** START Records for this exercise **

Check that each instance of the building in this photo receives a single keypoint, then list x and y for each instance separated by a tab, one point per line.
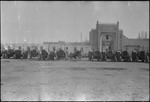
109	37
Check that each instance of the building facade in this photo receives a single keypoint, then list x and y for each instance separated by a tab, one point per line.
109	37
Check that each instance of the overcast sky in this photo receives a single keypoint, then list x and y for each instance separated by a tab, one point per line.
38	21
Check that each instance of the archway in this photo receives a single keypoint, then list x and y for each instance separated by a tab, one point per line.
106	42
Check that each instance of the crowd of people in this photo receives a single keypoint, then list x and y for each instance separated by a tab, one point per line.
58	54
134	56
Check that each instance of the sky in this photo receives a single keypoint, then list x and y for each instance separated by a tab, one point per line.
52	21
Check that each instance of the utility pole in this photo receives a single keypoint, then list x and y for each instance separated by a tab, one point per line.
81	36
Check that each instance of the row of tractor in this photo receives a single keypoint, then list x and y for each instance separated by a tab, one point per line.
119	56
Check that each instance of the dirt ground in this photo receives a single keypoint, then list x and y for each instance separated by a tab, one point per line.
29	80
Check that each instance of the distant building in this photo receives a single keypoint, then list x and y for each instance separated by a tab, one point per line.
109	37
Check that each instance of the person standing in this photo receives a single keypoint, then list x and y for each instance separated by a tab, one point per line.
66	53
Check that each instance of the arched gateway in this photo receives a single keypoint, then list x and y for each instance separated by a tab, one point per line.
106	37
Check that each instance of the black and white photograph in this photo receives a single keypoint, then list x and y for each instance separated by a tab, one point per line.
74	50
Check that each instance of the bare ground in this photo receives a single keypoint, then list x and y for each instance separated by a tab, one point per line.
24	80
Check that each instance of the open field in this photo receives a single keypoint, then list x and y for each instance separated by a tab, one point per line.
73	81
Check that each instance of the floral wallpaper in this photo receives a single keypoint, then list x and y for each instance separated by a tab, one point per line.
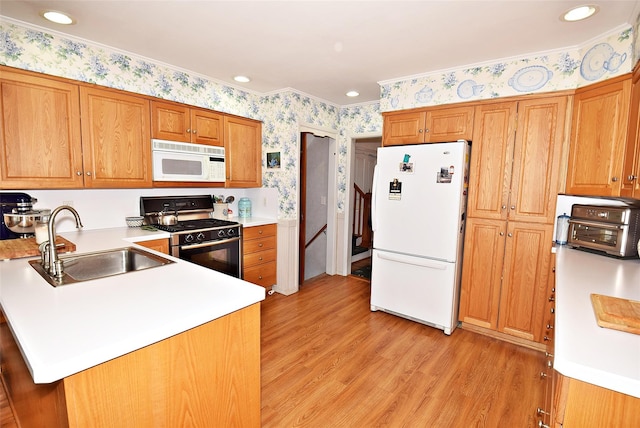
611	56
31	48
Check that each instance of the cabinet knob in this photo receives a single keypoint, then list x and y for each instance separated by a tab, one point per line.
541	412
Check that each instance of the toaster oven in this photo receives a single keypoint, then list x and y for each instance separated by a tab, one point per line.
613	231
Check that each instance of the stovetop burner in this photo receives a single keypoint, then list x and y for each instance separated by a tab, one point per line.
192	225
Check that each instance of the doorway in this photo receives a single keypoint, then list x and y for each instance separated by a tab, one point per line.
316	225
364	160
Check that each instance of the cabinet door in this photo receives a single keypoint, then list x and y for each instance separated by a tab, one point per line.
598	133
243	152
491	159
525	279
40	133
536	159
451	124
206	128
482	271
170	122
115	139
403	128
630	186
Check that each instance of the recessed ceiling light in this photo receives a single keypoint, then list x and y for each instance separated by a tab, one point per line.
57	17
579	13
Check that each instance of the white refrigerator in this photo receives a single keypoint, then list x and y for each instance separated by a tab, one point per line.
418	217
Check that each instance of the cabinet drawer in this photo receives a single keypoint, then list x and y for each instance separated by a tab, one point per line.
255	232
259	257
264	274
261	244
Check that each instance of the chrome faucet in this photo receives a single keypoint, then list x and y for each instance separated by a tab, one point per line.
53	265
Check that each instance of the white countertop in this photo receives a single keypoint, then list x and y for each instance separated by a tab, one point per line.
67	329
583	350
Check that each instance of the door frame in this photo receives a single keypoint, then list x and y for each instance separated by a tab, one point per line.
332	196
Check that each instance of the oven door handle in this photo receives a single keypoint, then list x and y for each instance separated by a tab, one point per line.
209	243
598	224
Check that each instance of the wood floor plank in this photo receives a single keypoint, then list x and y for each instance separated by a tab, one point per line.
334	363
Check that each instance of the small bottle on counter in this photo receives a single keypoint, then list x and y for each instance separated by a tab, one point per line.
244	208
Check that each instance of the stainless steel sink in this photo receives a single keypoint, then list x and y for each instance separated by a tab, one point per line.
88	266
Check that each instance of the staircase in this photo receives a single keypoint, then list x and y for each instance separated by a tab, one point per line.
362	239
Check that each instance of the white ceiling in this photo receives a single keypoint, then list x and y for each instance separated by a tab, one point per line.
325	48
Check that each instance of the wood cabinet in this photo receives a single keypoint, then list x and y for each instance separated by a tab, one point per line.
514	172
598	138
40	140
260	254
578	404
116	146
45	143
630	185
243	151
206	376
160	245
430	125
178	122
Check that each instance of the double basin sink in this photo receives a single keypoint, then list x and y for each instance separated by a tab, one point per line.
101	264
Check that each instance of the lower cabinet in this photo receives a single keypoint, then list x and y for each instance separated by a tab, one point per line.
206	376
160	245
504	277
260	254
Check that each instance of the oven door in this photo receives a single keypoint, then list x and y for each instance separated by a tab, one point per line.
223	256
597	236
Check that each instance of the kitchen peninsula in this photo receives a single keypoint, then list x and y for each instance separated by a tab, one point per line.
599	382
168	346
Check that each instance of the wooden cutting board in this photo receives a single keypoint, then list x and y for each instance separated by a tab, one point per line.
27	247
617	313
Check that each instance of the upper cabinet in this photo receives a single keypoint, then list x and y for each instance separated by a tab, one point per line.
178	122
40	133
598	138
631	169
243	152
116	147
430	125
515	159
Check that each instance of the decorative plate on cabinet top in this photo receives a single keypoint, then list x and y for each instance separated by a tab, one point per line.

** END Records for this exercise **

**What is asked**
Could you reproduce all of the data above word for word, omitting the pictures?

**Answer to this task**
Check that each instance of the building in this photo receives a single keypoint, then list x and y for each instance separated by a tab, one point per line.
109	37
Check that each instance of the building facade in this photo receives a single keypoint, then list x and y for each instance separated by a tab, one point per line.
109	37
Check that each instance of the overcast sky in this photo receives a single keypoint, then list x and y for each instance separated by a tab, one point per line.
38	21
Check that each instance of the archway in this photo receives a single keypoint, then list x and y for each instance separated by a tab, one point per line.
106	42
Check that each instance of the crowd of people in this photo receives a single keypoint, then list x and y for each instance separated by a tab, one point per line.
58	54
134	56
Check that each instance of the sky in this photo receives a single keypoint, then list x and y for each instance separated by a tab, one point per line.
52	21
Check that each instance of the utility pole in this photo receives a single keypoint, then list x and y for each instance separated by a tab, one point per line.
81	36
Check that each instance of the row of tractor in this photo receives a single keypoint, then list x and y for each instance separated by a tab, one point per line.
119	56
Check that each instance of the dirt ground in this photo receives a single keypoint, then list x and y for each instance separated by a tab, one point per line.
29	80
Check that each instance of the distant building in this photo receives a single keypoint, then list x and y for each instance separated by a tab, one point per line.
109	37
Check that each instance of the person standing in this photo receives a single keypoint, then list x and y for each instance separated by a tab, one point per line.
66	53
Check that each instance of the arched gateway in this photo receives a single keypoint, then list x and y for each instance separated by a tab, one point per line.
106	37
Check that each instance of the black and white photograph in this photo receives a single keypoint, then list x and y for each instance separated by a tab, one point per line.
74	50
Check that each instance of the bare ground in this photo receives a single keypoint, then list x and y for each instance separated by a tab, one point per line.
24	80
Check that each instance of the open field in this photo receives a single keypoint, then list x and y for each instance separated by a tab, one point per line.
73	81
Check that each instance of the floral wallpaper in this photo receives a single keypoint, then list x and y for each instance separated by a tab, one point per line.
611	56
31	48
Check that each instance of the cabinet knob in this photo receives a single keypoint, then list x and y for each instance separated by a tab, one point per line.
541	412
Check that each instance of the toaster oven in this photo receives a single keypoint, then list x and y for each instance separated by a tab, one point per line.
613	231
Check that each instance of the stovetop burner in this photo receives a single keypoint, then list x and y for each instance separated by a tab, one point per line.
192	225
Check that each instance of the doorway in this photo receives a single keypoint, then list x and y for each instance separated by a tab, one point per line.
316	225
364	160
Check that each instance of the cabinet door in this photo receives a single keypoint, then list x and y for each instance separated by a tab, one point per line.
598	133
243	152
491	159
525	279
40	133
536	159
451	124
206	128
482	271
170	122
115	139
403	128
630	186
Check that each instance of the recessed ceiling light in this photo receives a single keypoint, then list x and y for each instance separated by a tab, one point per line.
57	17
579	13
Check that each instance of the white refrigerator in this photo receives a single keypoint, then list x and y for each instance separated by a tab, one point per line.
418	217
Check that each instance of the cabinet drawer in this photo receives a single keypoint, then list x and y for each instance separated by a tab, one point per line.
255	232
259	257
264	274
261	244
Check that each instance of the chrome faucet in this photo receives a single keypoint, then list x and y for each instance separated by a tab, one point per line.
53	265
Check that each instance of the white countertop in this photo receives a single keypoint, then list x and y for each instance separated by a tab, one point per line.
67	329
583	350
Check that each instance of the door frame in this photo receives a single keypoint, then list x and y for each instance separated by a tab, one point per line.
332	196
Check that each instance of the oven door handle in this photo receives a single keypoint, then list x and y for each instance separated by a tab, one point per line.
209	243
598	224
Check that each instance of the wood floor plank in this photo receives a single keypoint, then list x and y for each instance separated by a tab, one point per line.
334	363
Check that each instance of the small bottle on counter in this photo receives a single keypoint, then list x and y for each instance separated by a tab, one point per line.
244	208
Check that each instance of the stainless steel sink in this photo receives a single keypoint, then list x and y for each instance separated by a tab, one point per line.
88	266
Check that each instance of the staircase in this photo receives a single keypoint, then list x and y for each instance separated by a tab, one point per line.
362	239
Check that each instance of the white ceiling in this photo receives a single keypoint, then list x and y for each instance separated by a tab, one point per line.
325	48
Check that each instance of the wood cabinet in this photo receives a single keypoint, then list x and y for each instance separated by a tab, one point per line.
514	172
598	138
40	140
260	254
578	404
116	146
45	143
630	185
243	151
206	376
160	245
430	125
178	122
Check that each instance of the double basin sink in this photo receives a single keypoint, then list x and y for each instance separated by a tab, one point per line.
101	264
Check that each instance of the lower cabinet in this photo receives a single keypoint, then list x and y for each instance separated by a tab, one point per line.
206	376
160	245
504	277
260	254
Check that each instance of the oven door in this photo receives a single keypoint, then list x and y for each instance separated by a tab, one point per line.
223	256
597	236
Check that each instance of the kitchen peninsula in this photo receives a single keypoint, then list x and y for each instance separated by a tab, one point per line.
599	382
168	346
Check that each instance of the wooden cutting board in this photo receives a single keypoint, then list x and y for each instance separated by a tab, one point per line.
27	247
617	313
Check that each instance of the upper cabinet in this photo receives a single keypoint, then list x and y for each instance separated by a tab, one point per line.
178	122
40	133
598	138
631	169
243	152
116	147
430	125
515	159
Check that each instance of the decorative plate on cabinet top in this photo receives a single keypoint, then list x and y for each instance separated by a tab, one point per line.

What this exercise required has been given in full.